Reading passage -

On Tuesday, Senate Banking Committee chair Tim Scott (R-SC) was a guest on Day 1 of the Blockchain Summit 2026 in the District of Columbia, where he offered an update on efforts to restart the digital asset market structure legislative process that has been stalled for over two months now.

Scott said, “We have made a lot of progress over the last, probably 30 days or so.” Scott expressed gratitude that the White House was “getting involved” in this process, singling out White House crypto advisor Patrick Witt as “incredibly helpful.”

Scott also hailed the bipartisan tandem of Banking members Thom Tillis (R-NC) and Angela Alsobrooks (D-MD) for “working on one of the most important issues that remains, uh, undone.”

That would be the ever-thorny question of whether the CLARITY Act should permit crypto operators like Coinbase (NASDAQ: COIN) to offer their customers ‘rewards’ for holding stablecoins on their platforms. That runs contrary to the wishes of America’s banks, who want the platforms subject to the same ‘yield’ prohibition that stablecoin issuers face under the GENIUS Act.

Addressing this impasse, Scott struck an optimistic tone, saying he believes that “this week we will have the first proposal in my hands to take a look at.”

On Wednesday, Politico quoted Tillis saying Committee members and stakeholders “could be in a good final position by next week” (emphasis added) on the rewards issue. Tillis said the negotiators have “made great progress with the White House. We’re vetting some of the changes. I think we’re very close.” Tillis said he and Alsobrooks were “in the final stages of negotiation” and, assuming all parties are bargaining in good faith, “it’s go time.”

On Day 2 of the Summit, Banking member Cynthia Lummis (R-WY) echoed Scott’s optimism regarding a potential yield/rewards resolution, saying “we think we’ve got it.” Lummis predicted that Banking would mark up CLARITY “in April … after the Easter recess.”

But Banking member Bernie Moreno (D-OH) sounded a more strident tone in his video address to Summit attendees, saying if CLARITY isn’t passed by May, “digital asset legislation will not pass for the foreseeable future.”

Meanwhile, TD Cowen analysts suggested this week that efforts to pass CLARITY actually have until August, when Congress takes its annual summer break. But Congress is in session for only 12 days in September and two days in October, leading TD Cowen to conclude that August is “the only deadline that matters.”

White House advisor Witt told Summit attendees that he remained “very hopeful that we are on the cusp of delivering a durable compromise” on yield/rewards. And while he acknowledged that this wasn’t CLARITY’s only unresolved issue, he said “We believe solving this issue will be a major domino to fall.”

Is there enough political grease for all these moving parts?

Exercise A -
Do these statements agree with the article on the CLARITY Act? For each, answer yes or no and quote the deciding words.
(i) Scott said there had been a lot of progress over roughly the past 30 days.
(ii) Lummis expected Banking to mark up CLARITY before the Easter recess.
(iii) TD Cowen called September the only deadline that matters.
Exercise B -
Use the article on the CLARITY Act to answer these questions:
(i) Whom did Scott call "incredibly helpful"?
(ii) How many days is Congress in session in September?
(iii) Which outlet quoted Tillis on Wednesday?
Exercise C -
Carry on the article on the CLARITY Act from its closing question.

Data lines -
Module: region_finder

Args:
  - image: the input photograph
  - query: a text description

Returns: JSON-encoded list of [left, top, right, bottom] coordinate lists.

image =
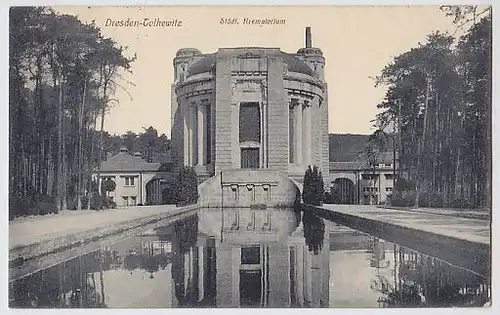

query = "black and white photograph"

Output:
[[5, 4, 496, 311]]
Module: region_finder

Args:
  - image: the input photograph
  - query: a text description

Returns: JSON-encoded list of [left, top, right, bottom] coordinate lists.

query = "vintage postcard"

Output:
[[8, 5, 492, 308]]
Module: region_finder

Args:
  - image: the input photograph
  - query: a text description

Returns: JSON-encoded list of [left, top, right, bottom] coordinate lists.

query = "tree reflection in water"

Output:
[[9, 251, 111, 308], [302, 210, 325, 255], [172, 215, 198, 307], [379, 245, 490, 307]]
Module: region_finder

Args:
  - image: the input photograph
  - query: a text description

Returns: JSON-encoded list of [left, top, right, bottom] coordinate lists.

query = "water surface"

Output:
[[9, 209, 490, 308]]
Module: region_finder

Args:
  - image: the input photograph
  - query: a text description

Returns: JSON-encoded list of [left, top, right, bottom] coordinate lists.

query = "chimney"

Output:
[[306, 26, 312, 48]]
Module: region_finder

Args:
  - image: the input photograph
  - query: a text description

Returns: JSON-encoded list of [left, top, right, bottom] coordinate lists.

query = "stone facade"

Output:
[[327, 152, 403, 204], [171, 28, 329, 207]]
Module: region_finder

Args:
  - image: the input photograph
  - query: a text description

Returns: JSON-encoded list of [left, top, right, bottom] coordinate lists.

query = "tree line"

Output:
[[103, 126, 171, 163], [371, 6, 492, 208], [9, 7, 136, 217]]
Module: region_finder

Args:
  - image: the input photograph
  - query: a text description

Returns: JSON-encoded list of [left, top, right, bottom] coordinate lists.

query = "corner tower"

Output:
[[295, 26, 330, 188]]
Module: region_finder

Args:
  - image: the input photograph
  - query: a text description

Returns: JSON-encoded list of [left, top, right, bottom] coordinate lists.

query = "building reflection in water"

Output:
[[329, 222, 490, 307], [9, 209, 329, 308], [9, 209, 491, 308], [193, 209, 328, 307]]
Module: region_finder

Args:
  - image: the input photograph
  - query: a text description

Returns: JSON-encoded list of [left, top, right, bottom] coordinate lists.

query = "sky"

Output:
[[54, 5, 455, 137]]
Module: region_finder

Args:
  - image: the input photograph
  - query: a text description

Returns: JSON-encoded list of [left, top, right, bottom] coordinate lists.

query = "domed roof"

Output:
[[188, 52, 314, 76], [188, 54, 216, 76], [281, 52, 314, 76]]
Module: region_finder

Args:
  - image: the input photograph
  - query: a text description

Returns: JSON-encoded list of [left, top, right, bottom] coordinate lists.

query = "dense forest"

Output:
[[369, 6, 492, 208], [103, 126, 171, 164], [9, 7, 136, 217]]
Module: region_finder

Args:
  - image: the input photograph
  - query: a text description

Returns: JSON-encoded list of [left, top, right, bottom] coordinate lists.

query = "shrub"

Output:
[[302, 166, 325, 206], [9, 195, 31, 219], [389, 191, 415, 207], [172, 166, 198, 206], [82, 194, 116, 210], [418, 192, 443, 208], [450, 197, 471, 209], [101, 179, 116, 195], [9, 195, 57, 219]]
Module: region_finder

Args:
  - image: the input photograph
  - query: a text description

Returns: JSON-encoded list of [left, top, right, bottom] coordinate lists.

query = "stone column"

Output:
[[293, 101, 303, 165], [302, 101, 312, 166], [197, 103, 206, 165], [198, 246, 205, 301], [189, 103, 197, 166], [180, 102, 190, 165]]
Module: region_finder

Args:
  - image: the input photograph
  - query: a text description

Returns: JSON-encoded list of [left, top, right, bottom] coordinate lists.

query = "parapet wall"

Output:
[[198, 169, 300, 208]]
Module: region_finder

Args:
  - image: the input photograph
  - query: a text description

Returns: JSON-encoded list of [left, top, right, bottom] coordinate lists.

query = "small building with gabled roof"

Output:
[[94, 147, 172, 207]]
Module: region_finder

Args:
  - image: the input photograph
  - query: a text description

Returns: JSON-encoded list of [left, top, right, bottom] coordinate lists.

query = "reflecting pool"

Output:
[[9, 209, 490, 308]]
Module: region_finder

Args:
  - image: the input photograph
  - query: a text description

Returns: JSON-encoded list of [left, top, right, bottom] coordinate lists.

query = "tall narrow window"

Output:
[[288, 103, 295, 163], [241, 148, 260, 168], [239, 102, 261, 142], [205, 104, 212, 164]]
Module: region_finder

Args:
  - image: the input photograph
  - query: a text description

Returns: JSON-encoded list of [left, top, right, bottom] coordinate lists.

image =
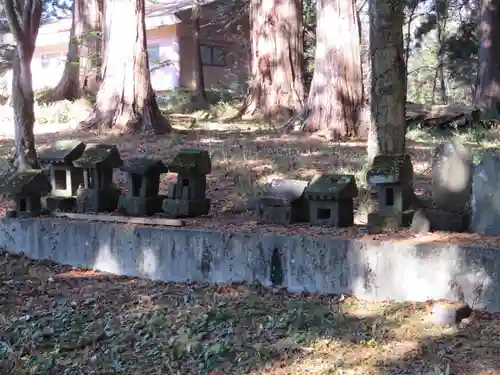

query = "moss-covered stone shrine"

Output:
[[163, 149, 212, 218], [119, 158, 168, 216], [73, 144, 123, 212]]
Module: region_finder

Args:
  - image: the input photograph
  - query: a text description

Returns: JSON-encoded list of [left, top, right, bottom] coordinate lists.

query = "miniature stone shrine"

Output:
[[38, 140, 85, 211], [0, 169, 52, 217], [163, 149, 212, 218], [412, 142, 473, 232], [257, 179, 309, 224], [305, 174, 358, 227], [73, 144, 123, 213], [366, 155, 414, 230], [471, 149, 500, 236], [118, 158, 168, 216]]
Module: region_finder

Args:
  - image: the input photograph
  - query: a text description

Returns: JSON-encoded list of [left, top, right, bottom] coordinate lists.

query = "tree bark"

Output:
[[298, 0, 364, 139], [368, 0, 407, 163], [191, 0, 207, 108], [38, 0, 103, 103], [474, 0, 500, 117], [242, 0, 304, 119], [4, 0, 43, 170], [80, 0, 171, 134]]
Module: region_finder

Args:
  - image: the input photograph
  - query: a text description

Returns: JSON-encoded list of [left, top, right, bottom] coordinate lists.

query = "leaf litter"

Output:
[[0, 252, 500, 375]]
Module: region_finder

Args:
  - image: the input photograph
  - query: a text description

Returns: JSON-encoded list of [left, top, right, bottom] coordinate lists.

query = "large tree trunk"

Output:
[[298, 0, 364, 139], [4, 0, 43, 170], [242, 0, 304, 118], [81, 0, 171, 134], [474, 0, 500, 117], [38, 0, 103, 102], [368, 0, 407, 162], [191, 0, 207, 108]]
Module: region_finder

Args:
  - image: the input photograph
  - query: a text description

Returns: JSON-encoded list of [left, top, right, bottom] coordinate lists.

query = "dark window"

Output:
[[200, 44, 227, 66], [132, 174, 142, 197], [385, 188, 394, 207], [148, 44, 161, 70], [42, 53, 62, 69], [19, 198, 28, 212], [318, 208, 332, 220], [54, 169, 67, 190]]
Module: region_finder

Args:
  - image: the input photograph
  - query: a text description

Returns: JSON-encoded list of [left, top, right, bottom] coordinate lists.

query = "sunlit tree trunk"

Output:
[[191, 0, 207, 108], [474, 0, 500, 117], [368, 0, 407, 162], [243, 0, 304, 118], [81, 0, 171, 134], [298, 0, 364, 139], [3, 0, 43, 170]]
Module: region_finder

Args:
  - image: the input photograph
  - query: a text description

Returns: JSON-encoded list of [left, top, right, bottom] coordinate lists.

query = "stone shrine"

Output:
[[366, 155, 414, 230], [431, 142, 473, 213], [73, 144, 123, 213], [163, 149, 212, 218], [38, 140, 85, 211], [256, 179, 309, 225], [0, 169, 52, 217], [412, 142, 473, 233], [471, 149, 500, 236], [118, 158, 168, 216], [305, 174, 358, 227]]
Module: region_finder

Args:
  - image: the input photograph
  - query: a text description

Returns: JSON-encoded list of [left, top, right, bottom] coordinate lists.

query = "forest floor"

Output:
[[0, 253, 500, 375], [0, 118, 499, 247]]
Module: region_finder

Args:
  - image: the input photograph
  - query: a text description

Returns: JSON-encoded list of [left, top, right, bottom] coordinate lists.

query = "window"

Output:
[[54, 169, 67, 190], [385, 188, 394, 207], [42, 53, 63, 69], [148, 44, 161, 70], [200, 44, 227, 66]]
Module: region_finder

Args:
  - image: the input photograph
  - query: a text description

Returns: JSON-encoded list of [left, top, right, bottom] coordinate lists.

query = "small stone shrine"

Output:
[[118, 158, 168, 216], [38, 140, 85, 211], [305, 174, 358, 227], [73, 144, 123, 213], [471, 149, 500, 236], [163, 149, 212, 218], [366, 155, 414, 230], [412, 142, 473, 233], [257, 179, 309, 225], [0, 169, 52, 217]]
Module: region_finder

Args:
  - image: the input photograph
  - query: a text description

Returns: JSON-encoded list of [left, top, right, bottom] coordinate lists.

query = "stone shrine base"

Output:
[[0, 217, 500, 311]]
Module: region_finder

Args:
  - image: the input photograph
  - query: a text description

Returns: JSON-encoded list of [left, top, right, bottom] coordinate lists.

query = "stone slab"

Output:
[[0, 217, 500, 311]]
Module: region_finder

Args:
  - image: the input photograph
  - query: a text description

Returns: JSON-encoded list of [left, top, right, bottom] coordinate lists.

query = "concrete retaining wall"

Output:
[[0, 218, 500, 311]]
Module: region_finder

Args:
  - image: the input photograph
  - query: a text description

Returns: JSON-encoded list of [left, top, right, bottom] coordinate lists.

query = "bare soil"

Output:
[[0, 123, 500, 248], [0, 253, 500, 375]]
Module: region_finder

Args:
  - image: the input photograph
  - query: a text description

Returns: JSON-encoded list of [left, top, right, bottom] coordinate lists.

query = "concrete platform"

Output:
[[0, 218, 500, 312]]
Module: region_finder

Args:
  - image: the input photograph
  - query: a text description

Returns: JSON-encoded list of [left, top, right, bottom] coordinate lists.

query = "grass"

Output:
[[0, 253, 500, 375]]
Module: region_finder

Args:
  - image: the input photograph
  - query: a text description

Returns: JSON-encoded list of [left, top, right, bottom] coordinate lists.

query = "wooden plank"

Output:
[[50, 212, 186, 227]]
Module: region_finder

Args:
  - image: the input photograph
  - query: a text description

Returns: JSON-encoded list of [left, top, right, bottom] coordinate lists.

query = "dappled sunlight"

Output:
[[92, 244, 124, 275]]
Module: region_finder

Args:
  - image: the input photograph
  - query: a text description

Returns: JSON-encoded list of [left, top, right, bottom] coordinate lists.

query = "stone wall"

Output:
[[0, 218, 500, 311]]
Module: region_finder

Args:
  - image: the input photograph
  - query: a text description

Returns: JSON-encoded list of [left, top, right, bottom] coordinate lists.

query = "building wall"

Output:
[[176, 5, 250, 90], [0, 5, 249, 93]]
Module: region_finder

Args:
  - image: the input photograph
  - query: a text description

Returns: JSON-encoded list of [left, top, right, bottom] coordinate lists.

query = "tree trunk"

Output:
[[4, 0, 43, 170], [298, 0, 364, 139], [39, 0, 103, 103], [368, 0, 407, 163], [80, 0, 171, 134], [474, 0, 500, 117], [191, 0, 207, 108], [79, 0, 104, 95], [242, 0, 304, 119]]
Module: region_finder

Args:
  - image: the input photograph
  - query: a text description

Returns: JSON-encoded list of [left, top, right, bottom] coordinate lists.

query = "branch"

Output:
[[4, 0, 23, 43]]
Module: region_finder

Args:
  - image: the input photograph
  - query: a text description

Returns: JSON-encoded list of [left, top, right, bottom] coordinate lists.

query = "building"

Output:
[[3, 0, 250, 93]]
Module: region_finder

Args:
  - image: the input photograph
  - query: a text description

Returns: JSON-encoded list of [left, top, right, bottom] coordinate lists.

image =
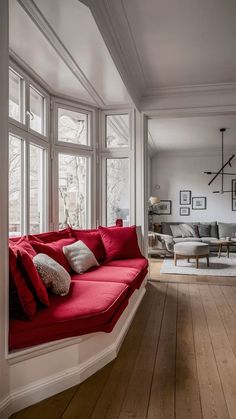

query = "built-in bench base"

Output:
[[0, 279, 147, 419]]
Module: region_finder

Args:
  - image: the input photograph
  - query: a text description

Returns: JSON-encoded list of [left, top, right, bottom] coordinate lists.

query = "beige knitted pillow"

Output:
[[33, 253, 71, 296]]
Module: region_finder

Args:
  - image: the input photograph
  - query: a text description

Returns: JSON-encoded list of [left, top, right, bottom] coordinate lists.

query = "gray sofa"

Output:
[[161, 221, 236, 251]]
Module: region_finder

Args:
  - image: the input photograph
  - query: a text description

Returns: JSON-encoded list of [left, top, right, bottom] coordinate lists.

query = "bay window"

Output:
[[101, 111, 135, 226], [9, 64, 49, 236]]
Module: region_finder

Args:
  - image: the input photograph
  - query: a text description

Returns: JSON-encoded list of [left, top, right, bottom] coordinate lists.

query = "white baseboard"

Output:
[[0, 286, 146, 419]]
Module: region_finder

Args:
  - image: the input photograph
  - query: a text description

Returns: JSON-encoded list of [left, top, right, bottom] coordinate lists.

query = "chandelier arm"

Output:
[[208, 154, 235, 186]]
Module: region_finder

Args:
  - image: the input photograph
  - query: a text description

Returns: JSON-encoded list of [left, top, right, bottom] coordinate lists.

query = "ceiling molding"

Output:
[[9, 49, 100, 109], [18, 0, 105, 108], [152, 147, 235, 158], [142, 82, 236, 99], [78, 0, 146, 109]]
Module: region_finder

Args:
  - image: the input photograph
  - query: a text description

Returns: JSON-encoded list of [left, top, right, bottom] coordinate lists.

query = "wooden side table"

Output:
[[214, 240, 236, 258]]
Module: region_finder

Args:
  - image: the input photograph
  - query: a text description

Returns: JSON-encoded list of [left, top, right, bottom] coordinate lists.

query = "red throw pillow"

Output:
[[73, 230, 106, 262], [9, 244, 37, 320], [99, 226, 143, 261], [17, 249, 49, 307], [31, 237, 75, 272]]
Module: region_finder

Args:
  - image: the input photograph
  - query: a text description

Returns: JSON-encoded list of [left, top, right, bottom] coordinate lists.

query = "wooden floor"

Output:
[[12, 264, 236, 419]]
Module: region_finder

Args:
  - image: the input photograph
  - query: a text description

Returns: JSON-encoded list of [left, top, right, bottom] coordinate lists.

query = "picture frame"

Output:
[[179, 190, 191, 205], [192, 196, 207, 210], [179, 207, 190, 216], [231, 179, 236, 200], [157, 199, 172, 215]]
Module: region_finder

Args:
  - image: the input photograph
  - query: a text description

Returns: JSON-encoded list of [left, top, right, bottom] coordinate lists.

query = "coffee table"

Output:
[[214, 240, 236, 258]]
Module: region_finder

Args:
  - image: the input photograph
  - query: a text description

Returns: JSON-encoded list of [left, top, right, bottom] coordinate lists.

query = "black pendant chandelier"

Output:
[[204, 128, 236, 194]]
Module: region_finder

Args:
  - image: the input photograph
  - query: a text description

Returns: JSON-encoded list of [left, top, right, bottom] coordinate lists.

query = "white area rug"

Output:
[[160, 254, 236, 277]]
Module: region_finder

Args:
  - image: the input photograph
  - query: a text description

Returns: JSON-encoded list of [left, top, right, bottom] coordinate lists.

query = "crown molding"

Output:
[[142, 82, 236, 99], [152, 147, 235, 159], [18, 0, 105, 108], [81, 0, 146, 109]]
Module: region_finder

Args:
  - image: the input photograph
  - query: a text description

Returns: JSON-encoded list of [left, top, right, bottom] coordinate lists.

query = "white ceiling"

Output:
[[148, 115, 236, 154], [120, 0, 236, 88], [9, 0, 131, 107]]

Answer A -
(i) Yes: "We have made a lot of progress over the last, probably 30 days or so."
(ii) No: "in April … after the Easter recess."
(iii) No: "August is “the only deadline that matters.”"

Answer B -
(i) White House crypto advisor Patrick Witt
(ii) 12 days
(iii) Politico

Answer C -
Speaking of those other dominoes, Scott claimed the committee was “making progress on all the other parts that we don’t hear about.” Scott claimed these other issues “seem to pale in comparison to the rewards issue,” but the committee is nonetheless intent on “nibbling away” at them.

Those would include the ‘quorum’ issue, aka ensuring minority party representation on government agencies like the Commodity Futures Trading Commission (CFTC) and Securities and Exchange Commission (SEC), the two agencies that will handle most digital asset oversight.

The CFTC currently has only one sitting member on its usual five-member panel, while the SEC has three out of five. President Trump has shown zero indication that he’s interested in nominating anyone to fill these seats, let alone Democrats.

Another issue is whether CLARITY should enshrine legal protections for decentralized finance (DeFi) developers when their platforms are used for illicit purposes, something Scott said he was working with Sen. Mark Warner (D-VA) to resolve.

The Blockchain Regulatory Certainty Act (BRCA), a formerly standalone bill added to CLARITY in January, would offer DeFi devs protections. But many Banking Dems oppose this language, and even the GOP leaders of the Senate Judiciary Committee were irked by what they perceived to be Banking’s unwarranted infringement on their regulatory turf.

Also not helping: the at-times confusing stance of the Department of Justice (DoJ), which says it won’t charge a developer who “merely contributes code to an open-source project” while simultaneously pressing ahead with its criminal case against Tornado Cash developer Roman Storm.

On Wednesday, Lummis told the Summit audience that she thinks Banking has “got the DeFi issue put to bed.” Mind you, Lummis is a bit of a crypto cheerleader who not so long ago erroneously believed she and her colleagues had crafted language on the sensitive ‘ethics’ issue that the White House would find acceptable (spoiler alert: it did not).

That ‘ethics’ issue centers on Democrats’ efforts to add language to CLARITY that would prohibit elected officials and their families from profiting off crypto ventures, including those earning bank for President Trump and his family.

Scott said Tuesday that “I think we’re very close to landing the plane” on the ethics question. But the ethics optics got worse this week when the backers of the $TRUMP memecoin announced the second ‘buy $TRUMP and meet the president’ event coming this April.

Unlike last year’s dinner at a Trump golf course, this new ‘gala luncheon’ is promising an actual conference with 18 ‘superstars’ who have some apparent connection to the crypto sector. On Tuesday, we learned the identity of the first of these superstars, none other than Paolo Ardoino, CEO of stablecoin issuer Tether (USDT).

Tether and Trump have grown closer during his second stint as president, to the point that Ardoino was invited to the White House last summer to witness Trump sign the GENIUS Act into law. Tether is in a partnership with Wall Street financial services firm Cantor Fitzgerald (NASDAQ: ZCFITX), whose founder, Howard Lutnick, serves as Trump’s Commerce Secretary. Nope, no ethics issues here.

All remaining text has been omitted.